--- Bereitgestellter Auszug ---
********

Ein entscheidender Einschnitt war natürlich die Übernahme von Glas durch BMW. Die Autoren dokumentieren die verschiedenen Alternativen, über die damals diskutiert wurde. Eine der Konsequenzen war die Weiterentwicklung des Glas 2600 V8 zum BMW Glas 3000 V8. Natürlich zeigt das Buch alle Details des späteren Modells bis zum Ende der Produktion auf. Unterhaltsam ist das Kapitel über Prominente, von den Spielern des TSV 1860 München, angeführt von ihrem legendären damaligen Trainer Max Merkel über den „Kaiser“ Franz Beckenbauer bis hin zu Steve McQueen, der den V8 des Journalisten Michael Graeter (späterer Gesellschaftskolumnist und Vorbild des Baby Schimmerlos in Helmut Dietls TV-Serie Kir Royal) zu Schande fuhr. Stefan Dierkes widmet sich ausführlich dem BMW Glas 3000 Fastback Coupé von Pietro Frua, einem Einzelstück, das noch existiert und seit März dieses Jahres in Franken zu Hause ist, und dem Opel Admiral B Coupé, sozusagen einem Recycling der Glas V8-Karosserie, das ebenfalls nicht in Serie ging.
Auch eine Kaufberatung darf nicht fehlen, vor allem mit dem Hinweis, dass bei der eventuellen Anschaffung eines V8 unbedingt ein Fachmann dabei sein sollte. In erster Linie zeigt das Buch an Detailfotos auf, was den Interessenten bei einem Glas V8 im Zustand 2 oder 4 erwartet. Der bekannte Fachjournalist Wolfgang Blaube konnte 2012 eine ausgiebige Probefahrt mit einem BMW Glas 3000 V8 durchführen, die Autoren durften Ausschnitte aus seinem in der Zeitschrift „Oldtimer Markt“ erschienenen Artikel in das Werk aufnehmen, dazu kommen noch sehr schöne aktuelle Aufnahmen restaurierter Fahrzeuge, die natürlich nicht immer dem Originalzustand entsprechen.

********

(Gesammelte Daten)
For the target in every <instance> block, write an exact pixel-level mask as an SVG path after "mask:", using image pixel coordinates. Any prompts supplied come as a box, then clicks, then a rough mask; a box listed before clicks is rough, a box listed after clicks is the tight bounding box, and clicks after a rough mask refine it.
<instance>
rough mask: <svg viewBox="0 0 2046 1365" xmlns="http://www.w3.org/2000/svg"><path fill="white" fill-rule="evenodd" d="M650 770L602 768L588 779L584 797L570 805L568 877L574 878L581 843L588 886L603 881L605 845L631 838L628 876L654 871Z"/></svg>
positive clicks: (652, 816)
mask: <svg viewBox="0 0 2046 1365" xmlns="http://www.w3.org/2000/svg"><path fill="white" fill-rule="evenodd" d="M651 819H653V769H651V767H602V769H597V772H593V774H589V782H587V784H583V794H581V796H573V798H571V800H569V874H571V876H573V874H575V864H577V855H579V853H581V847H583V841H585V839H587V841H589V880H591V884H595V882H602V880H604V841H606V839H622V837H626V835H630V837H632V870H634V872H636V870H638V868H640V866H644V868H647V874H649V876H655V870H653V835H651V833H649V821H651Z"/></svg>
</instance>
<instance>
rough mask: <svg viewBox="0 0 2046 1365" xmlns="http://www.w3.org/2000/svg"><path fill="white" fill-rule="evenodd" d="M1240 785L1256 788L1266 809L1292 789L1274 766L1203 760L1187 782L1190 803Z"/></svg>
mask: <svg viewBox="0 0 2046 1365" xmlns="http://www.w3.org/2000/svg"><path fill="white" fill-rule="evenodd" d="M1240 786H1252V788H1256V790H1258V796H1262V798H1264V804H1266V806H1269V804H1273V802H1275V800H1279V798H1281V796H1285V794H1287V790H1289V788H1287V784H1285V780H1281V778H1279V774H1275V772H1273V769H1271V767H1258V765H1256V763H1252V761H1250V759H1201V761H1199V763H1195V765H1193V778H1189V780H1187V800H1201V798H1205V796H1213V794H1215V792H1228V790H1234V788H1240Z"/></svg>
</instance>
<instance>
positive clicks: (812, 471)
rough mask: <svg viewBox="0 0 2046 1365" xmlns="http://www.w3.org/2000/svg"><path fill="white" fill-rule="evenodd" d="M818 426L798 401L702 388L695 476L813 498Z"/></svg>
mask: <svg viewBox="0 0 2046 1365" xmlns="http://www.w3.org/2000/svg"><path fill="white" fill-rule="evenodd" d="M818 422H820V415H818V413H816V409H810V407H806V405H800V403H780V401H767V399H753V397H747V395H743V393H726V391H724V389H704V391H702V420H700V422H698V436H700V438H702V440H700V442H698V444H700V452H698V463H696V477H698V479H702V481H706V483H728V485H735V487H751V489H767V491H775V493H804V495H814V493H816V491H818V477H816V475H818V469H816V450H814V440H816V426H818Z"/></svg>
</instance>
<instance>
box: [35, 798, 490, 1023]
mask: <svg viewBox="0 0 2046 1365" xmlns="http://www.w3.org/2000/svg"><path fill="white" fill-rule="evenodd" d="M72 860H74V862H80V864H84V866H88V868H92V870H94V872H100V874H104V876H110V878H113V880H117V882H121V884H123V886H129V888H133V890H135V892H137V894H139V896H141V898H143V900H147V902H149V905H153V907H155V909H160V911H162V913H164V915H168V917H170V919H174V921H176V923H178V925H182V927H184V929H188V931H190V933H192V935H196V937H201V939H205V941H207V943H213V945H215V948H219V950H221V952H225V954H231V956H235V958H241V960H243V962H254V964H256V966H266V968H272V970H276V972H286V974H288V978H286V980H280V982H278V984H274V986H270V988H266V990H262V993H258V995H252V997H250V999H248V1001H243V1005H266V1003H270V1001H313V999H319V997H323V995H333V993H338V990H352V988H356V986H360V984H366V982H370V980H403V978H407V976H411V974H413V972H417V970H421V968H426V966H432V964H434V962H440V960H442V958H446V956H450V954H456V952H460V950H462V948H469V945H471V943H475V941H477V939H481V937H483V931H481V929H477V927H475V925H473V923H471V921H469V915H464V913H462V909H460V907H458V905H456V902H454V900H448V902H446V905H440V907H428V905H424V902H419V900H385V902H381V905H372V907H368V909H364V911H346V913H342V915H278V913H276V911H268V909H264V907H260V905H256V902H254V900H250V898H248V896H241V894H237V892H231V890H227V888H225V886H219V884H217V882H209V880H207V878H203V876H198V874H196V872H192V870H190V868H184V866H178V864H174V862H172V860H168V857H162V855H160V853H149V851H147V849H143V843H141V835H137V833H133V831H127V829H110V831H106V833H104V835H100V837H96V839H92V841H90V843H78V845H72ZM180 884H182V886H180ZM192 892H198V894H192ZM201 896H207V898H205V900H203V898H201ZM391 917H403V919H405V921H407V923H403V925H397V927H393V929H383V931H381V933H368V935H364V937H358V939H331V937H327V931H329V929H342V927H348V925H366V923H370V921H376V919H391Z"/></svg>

********

--- Aufgabenstellung ---
Schreibe den Auszug über den Glas V8 von „Auch eine Kaufberatung“ bis einschließlich „dem Originalzustand entsprechen.“ neu und ersetze dabei „Fachmann“ durch „Experte“.

--- Ausgabe ---
Auch eine Kaufberatung darf nicht fehlen, vor allem mit dem Hinweis, dass bei der eventuellen Anschaffung eines V8 unbedingt ein Experte dabei sein sollte. In erster Linie zeigt das Buch an Detailfotos auf, was den Interessenten bei einem Glas V8 im Zustand 2 oder 4 erwartet. Der bekannte Fachjournalist Wolfgang Blaube konnte 2012 eine ausgiebige Probefahrt mit einem BMW Glas 3000 V8 durchführen, die Autoren durften Ausschnitte aus seinem in der Zeitschrift „Oldtimer Markt“ erschienenen Artikel in das Werk aufnehmen, dazu kommen noch sehr schöne aktuelle Aufnahmen restaurierter Fahrzeuge, die natürlich nicht immer dem Originalzustand entsprechen.